### Records for processing

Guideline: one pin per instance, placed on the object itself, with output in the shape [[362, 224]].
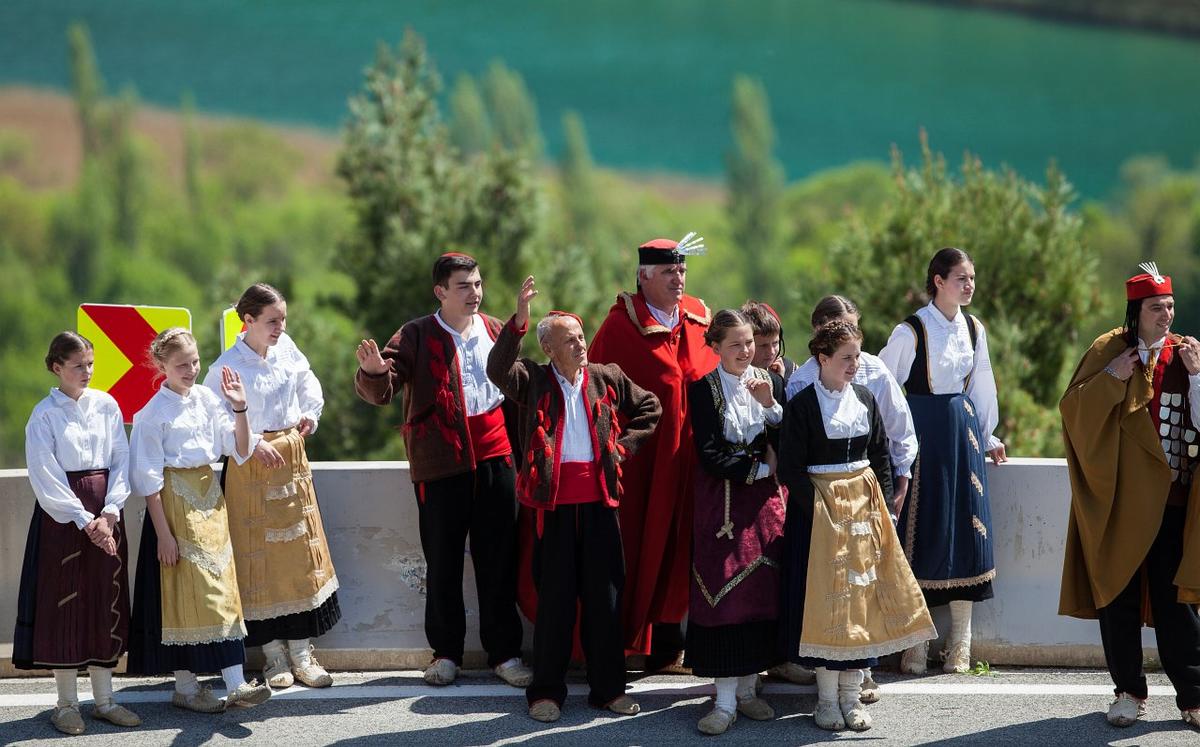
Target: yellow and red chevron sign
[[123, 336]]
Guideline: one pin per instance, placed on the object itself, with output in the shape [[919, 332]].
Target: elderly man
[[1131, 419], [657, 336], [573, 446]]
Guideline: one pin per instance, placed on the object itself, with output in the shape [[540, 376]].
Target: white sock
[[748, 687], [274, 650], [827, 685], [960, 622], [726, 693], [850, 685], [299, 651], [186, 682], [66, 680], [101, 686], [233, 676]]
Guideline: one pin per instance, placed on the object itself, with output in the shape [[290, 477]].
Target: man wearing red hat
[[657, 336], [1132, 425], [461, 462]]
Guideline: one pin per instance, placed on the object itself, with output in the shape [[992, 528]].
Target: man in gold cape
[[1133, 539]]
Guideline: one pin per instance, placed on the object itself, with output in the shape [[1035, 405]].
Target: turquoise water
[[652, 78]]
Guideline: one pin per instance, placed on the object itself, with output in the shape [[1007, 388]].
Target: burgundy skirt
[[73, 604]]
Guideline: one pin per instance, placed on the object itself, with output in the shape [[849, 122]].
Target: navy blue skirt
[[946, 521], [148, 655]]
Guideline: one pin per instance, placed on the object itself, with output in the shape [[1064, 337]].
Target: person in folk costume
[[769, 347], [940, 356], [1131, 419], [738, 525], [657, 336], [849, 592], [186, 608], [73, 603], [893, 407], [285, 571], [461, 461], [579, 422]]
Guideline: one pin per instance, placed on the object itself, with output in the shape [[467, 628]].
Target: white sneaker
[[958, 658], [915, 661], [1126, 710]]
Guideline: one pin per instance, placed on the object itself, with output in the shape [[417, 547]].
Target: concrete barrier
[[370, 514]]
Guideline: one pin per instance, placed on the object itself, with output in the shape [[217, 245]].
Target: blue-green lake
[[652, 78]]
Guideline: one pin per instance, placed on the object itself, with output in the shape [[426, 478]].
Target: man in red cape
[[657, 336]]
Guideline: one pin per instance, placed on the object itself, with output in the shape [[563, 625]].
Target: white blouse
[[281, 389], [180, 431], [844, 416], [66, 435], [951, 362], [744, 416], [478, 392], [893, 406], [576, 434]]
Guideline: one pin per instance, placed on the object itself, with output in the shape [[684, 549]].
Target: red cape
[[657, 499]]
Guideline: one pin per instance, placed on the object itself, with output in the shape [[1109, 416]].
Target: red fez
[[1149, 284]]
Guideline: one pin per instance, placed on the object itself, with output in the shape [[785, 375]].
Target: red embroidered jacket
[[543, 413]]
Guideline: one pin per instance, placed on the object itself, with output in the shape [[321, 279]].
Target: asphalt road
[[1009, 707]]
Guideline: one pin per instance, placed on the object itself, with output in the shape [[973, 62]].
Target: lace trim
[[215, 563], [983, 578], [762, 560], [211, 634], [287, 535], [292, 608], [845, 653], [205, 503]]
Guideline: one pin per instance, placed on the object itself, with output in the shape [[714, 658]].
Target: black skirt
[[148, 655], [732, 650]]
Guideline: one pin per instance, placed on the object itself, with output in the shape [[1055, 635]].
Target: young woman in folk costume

### What the task asks
Rewrite the entries from the beginning through the line containing "[[123, 336]]", changing "chevron" to "arrow" and leaving everything else as it is. Omit the picture from your answer.

### Output below
Guideline: one pin per instance, placed on the object itself, with output in the shape [[362, 224]].
Target: yellow and red arrow sign
[[123, 336]]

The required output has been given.